Among the lines below, copy each one in which "pine" appears.

= = = =

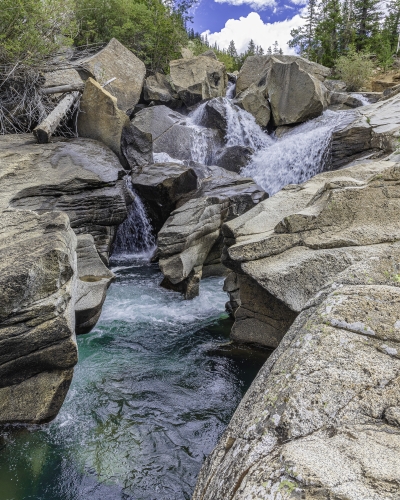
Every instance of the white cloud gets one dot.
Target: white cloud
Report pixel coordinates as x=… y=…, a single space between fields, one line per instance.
x=254 y=4
x=242 y=30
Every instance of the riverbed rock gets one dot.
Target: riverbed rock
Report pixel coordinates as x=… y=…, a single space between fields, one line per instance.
x=190 y=234
x=50 y=196
x=160 y=186
x=37 y=283
x=198 y=78
x=285 y=246
x=93 y=280
x=343 y=101
x=116 y=61
x=295 y=96
x=100 y=118
x=373 y=132
x=173 y=133
x=158 y=89
x=320 y=420
x=81 y=177
x=255 y=69
x=254 y=100
x=234 y=158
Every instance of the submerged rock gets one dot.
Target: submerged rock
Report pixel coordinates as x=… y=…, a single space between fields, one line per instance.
x=321 y=418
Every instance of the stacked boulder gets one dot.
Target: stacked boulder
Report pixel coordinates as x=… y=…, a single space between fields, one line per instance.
x=285 y=90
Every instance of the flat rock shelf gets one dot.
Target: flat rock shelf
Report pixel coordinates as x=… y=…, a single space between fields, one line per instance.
x=151 y=395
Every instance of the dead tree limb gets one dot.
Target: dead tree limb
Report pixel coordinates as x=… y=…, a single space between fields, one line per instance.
x=44 y=130
x=61 y=89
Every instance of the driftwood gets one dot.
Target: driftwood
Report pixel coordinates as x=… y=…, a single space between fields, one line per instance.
x=61 y=89
x=45 y=129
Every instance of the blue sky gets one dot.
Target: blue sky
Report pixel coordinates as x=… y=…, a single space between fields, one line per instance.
x=240 y=20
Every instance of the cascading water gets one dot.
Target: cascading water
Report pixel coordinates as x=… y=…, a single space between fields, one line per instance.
x=296 y=157
x=134 y=235
x=292 y=159
x=230 y=90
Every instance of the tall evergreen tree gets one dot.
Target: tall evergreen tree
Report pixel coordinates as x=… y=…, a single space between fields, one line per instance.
x=232 y=49
x=304 y=37
x=251 y=49
x=366 y=18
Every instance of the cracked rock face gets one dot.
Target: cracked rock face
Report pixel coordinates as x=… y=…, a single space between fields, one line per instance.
x=190 y=239
x=322 y=418
x=37 y=283
x=375 y=131
x=59 y=205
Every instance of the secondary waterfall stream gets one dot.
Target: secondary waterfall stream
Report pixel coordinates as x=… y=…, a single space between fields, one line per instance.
x=151 y=394
x=154 y=389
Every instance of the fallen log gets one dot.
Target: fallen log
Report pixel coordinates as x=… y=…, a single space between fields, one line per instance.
x=61 y=89
x=44 y=130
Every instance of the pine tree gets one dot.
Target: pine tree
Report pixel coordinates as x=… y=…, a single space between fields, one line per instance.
x=366 y=18
x=391 y=25
x=328 y=31
x=304 y=38
x=251 y=49
x=232 y=49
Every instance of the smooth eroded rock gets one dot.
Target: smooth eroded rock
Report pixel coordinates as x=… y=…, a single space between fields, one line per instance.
x=116 y=61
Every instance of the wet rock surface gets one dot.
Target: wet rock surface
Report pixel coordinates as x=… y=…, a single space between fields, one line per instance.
x=191 y=237
x=50 y=282
x=320 y=420
x=373 y=132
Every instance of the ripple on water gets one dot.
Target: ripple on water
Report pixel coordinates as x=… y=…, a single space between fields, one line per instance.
x=149 y=399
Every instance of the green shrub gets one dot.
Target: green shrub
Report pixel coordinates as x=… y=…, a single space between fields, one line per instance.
x=355 y=69
x=31 y=30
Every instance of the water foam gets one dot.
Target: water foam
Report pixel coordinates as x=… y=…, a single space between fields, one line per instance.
x=135 y=235
x=297 y=156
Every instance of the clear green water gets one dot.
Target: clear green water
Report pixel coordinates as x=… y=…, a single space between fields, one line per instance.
x=151 y=395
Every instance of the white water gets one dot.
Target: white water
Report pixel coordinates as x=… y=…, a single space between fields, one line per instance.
x=361 y=98
x=134 y=236
x=231 y=90
x=297 y=156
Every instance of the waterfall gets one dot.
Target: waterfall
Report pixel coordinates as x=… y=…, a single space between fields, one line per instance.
x=362 y=98
x=231 y=90
x=297 y=156
x=134 y=236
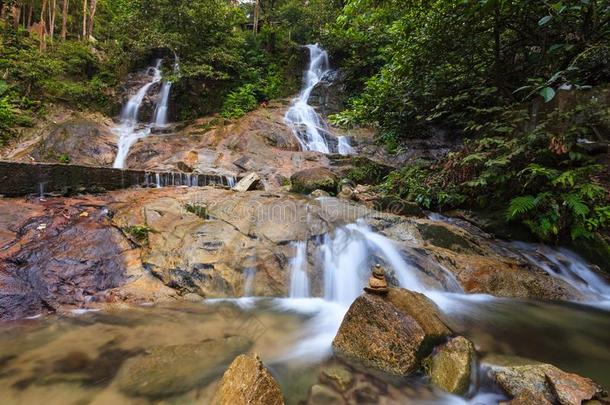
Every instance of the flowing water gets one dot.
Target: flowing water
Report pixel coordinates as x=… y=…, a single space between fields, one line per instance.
x=309 y=128
x=130 y=130
x=77 y=358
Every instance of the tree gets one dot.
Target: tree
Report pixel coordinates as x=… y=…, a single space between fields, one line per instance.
x=64 y=19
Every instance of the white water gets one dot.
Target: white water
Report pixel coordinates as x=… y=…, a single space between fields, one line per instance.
x=567 y=266
x=306 y=124
x=160 y=119
x=128 y=131
x=299 y=281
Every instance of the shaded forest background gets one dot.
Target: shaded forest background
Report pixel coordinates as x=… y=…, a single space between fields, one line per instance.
x=524 y=85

= = = =

[Response area]
Every instance of the pine tree gets one dot.
Target: pine tree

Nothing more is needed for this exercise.